Document excerpt>
[Begin]
Dragon, White Dwarf, Fiend Folio
It's pretty clear that you consider the vast majority of movies, novels and TV series parodies. Indiana Jones, Star Trek, Star Wars, Murder She Wrote, Die Hard, EastEnders, Lord of the Rings - name pretty much anything. They all have central characters with plot armour (and other abilities not shared by the rest of the population). Star Trek gave us the term "redshirt" AKA "a character without plot armour".
But in those stories plot armour isn't acknowledged as an in-universe force. The argument you are making here:
That is correct, just read the comics. It's not uncommon for someone to don a costume and try and emulate Batman. And they are dead before the end of the issue.

Batman can't do what he does because of his training, or because he is smart, or rich.

Batman does what he does because HE IS BATMAN.
Is tantamount to declaring such, that plot-armour is a diegetic force that the inhabitants of that fictional universe are aware of and acknowledge.
[End]
Point annotations for photos>
[Begin]
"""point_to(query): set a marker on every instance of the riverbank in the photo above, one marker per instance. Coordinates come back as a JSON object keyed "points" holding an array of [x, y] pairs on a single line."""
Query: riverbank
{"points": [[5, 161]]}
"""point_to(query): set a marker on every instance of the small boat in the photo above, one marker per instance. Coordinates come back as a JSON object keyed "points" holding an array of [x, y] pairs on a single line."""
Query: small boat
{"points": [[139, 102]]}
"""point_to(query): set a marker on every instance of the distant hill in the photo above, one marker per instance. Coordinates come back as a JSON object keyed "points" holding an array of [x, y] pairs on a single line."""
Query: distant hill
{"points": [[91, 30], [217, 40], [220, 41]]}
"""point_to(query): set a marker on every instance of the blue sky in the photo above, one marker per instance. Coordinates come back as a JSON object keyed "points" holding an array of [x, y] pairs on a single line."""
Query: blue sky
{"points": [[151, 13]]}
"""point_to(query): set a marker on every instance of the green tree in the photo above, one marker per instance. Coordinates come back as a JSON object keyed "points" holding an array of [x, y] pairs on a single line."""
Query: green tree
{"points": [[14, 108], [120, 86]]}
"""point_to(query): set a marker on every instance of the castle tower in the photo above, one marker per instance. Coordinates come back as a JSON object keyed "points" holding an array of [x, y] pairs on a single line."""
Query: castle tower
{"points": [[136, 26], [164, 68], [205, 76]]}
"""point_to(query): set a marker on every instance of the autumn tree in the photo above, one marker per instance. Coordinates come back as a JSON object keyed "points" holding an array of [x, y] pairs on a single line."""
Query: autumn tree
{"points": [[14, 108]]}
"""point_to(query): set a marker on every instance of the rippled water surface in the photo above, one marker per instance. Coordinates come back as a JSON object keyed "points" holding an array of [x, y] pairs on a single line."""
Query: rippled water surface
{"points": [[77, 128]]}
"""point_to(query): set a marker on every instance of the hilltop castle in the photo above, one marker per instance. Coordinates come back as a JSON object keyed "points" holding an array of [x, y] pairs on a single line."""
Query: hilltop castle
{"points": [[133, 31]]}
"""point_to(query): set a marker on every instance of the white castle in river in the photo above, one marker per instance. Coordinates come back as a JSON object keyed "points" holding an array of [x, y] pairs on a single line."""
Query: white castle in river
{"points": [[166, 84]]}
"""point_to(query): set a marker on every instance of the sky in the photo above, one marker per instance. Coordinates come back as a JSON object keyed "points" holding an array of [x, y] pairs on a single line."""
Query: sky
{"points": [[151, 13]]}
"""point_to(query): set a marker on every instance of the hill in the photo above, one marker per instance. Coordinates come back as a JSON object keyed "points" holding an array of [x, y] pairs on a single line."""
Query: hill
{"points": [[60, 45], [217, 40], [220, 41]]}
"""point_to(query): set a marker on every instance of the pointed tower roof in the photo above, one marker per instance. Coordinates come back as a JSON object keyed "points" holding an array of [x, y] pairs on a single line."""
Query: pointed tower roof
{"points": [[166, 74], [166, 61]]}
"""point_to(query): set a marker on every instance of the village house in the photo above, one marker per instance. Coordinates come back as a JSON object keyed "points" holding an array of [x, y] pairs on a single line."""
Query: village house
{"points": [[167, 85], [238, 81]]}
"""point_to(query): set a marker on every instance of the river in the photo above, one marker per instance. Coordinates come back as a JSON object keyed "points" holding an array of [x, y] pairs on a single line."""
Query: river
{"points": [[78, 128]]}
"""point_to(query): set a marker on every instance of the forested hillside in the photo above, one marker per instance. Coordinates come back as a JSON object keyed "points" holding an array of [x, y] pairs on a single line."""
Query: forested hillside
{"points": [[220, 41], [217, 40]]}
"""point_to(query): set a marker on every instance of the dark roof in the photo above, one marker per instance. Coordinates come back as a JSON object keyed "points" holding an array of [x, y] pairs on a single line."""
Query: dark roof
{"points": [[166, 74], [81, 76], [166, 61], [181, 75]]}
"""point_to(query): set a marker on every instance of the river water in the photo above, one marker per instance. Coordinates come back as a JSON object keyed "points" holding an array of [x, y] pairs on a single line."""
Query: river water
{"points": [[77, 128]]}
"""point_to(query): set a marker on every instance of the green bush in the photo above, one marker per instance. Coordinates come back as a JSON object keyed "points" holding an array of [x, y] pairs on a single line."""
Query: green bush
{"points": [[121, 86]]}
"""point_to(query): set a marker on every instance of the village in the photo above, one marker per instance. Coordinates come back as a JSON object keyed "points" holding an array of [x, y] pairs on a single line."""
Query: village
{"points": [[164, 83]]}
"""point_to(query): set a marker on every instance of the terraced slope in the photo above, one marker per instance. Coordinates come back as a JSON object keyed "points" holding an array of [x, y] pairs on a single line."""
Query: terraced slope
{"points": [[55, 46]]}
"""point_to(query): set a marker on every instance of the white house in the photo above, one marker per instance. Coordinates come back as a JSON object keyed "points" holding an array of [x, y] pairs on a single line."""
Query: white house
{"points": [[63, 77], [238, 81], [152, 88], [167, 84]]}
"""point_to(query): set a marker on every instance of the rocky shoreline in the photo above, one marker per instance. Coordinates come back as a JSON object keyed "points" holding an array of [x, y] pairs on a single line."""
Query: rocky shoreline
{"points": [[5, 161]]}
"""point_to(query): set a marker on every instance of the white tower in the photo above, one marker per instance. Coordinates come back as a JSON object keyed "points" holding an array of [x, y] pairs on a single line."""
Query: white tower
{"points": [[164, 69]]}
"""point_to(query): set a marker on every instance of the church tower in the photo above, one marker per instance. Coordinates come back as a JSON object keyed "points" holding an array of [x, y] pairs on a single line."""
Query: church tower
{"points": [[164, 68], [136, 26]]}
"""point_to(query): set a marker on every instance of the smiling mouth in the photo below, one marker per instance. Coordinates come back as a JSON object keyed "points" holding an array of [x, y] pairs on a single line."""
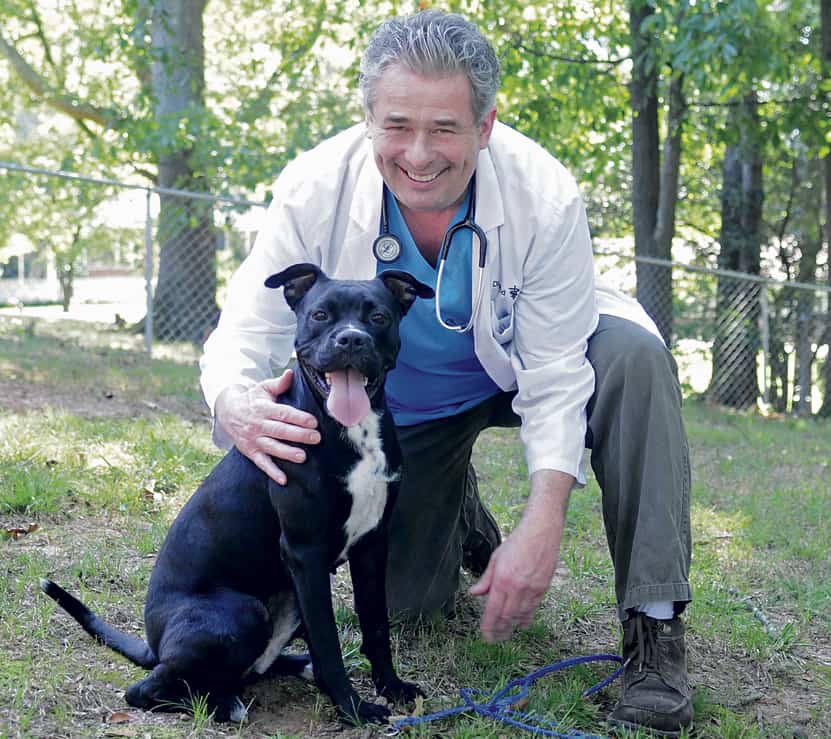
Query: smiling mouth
{"points": [[346, 392], [421, 178]]}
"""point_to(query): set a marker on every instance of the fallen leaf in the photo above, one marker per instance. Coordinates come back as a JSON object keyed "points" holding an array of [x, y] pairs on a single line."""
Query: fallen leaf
{"points": [[16, 532]]}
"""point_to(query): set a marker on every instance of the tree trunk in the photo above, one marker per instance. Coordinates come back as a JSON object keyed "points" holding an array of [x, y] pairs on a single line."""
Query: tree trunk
{"points": [[66, 279], [810, 243], [734, 382], [825, 7], [184, 304], [654, 282]]}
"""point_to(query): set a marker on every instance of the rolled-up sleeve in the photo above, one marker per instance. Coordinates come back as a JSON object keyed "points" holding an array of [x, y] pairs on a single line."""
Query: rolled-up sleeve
{"points": [[554, 319], [255, 334]]}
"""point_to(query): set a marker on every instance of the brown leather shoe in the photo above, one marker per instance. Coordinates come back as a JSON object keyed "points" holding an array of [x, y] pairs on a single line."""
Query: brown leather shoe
{"points": [[656, 693]]}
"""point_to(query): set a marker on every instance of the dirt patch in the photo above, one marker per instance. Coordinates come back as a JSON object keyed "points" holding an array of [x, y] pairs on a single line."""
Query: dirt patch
{"points": [[19, 396]]}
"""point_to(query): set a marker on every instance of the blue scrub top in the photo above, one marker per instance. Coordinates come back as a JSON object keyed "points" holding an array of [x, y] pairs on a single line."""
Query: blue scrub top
{"points": [[437, 373]]}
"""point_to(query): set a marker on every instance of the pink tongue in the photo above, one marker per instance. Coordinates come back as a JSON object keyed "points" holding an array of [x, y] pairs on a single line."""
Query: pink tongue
{"points": [[348, 402]]}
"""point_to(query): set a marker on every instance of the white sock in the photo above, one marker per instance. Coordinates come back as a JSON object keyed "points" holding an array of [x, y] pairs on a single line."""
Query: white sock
{"points": [[663, 610]]}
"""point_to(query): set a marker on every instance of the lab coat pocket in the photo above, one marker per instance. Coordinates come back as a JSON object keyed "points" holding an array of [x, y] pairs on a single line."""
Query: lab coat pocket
{"points": [[502, 319]]}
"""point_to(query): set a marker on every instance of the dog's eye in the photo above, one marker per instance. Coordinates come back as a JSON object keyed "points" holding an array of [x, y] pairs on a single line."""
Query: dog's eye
{"points": [[379, 319]]}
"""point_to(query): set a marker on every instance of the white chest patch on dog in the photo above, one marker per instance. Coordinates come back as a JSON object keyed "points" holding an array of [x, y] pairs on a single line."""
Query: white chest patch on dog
{"points": [[285, 617], [367, 481]]}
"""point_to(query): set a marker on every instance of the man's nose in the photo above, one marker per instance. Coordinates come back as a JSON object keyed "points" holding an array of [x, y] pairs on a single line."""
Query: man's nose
{"points": [[420, 150]]}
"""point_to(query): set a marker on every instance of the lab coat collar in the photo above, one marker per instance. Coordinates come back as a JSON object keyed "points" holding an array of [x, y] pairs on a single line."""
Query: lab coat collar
{"points": [[366, 205]]}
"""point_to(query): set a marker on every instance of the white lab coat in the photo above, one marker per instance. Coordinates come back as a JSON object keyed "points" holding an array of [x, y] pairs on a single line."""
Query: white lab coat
{"points": [[540, 303]]}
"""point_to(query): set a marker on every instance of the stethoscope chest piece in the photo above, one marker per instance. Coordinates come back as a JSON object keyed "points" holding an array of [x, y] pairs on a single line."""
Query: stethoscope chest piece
{"points": [[386, 248]]}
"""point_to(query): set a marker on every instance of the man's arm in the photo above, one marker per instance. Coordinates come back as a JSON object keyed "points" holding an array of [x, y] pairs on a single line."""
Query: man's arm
{"points": [[521, 569], [258, 425]]}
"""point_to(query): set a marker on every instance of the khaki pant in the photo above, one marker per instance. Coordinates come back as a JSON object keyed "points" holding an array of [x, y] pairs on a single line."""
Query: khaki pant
{"points": [[639, 456]]}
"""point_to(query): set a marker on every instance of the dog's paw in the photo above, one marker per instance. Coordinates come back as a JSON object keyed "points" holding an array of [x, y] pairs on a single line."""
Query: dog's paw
{"points": [[401, 692], [359, 712]]}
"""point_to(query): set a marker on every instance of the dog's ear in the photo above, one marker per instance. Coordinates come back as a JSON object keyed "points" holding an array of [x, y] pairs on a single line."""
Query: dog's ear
{"points": [[297, 280], [405, 287]]}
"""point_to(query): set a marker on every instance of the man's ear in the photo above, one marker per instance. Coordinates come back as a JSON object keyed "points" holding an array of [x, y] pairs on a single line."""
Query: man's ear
{"points": [[297, 281], [405, 287]]}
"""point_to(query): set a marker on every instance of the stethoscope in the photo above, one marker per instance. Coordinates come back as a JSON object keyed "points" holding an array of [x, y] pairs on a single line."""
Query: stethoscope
{"points": [[387, 248]]}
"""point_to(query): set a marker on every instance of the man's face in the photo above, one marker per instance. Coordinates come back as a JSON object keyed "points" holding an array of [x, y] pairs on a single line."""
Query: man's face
{"points": [[425, 139]]}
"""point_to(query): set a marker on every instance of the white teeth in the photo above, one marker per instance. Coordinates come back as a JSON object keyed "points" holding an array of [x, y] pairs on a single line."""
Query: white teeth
{"points": [[423, 177]]}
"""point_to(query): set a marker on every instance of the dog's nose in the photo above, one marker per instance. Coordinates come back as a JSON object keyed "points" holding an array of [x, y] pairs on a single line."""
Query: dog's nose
{"points": [[351, 339]]}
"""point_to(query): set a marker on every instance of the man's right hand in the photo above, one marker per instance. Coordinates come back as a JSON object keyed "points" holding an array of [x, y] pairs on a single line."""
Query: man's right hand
{"points": [[259, 426]]}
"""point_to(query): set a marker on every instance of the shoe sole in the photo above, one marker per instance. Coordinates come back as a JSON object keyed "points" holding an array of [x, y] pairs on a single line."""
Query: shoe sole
{"points": [[614, 724]]}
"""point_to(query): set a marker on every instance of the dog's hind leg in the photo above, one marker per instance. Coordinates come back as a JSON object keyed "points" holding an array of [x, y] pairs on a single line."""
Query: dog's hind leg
{"points": [[209, 643]]}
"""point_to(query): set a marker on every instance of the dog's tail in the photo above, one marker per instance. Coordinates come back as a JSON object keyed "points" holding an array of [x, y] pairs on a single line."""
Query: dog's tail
{"points": [[131, 647]]}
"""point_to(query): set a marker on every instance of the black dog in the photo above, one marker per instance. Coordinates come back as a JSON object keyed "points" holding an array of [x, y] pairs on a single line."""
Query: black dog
{"points": [[245, 566]]}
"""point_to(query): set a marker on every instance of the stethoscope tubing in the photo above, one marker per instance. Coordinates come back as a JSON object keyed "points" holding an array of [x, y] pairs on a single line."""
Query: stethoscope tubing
{"points": [[387, 248]]}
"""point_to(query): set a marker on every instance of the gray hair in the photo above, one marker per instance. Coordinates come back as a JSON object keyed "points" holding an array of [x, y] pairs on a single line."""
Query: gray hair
{"points": [[433, 43]]}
[End]
Your tasks>
1) In the plot armor excerpt, what term does Star Trek give us, according to the writer?
2) Condense the paragraph of the plot armor excerpt that begins "It's pretty clear that you consider" into two or three sentences, keeping its main facts.

Results>
1) "Redshirt," meaning a character without plot armor.

2) The writer says the other person seems to consider nearly all movies, novels and TV series parodies, from Indiana Jones and Star Trek to EastEnders and Lord of the Rings. All of them have central characters with plot armor and abilities the rest of the population lacks. Star Trek even gave us "redshirt" for a character without plot armor.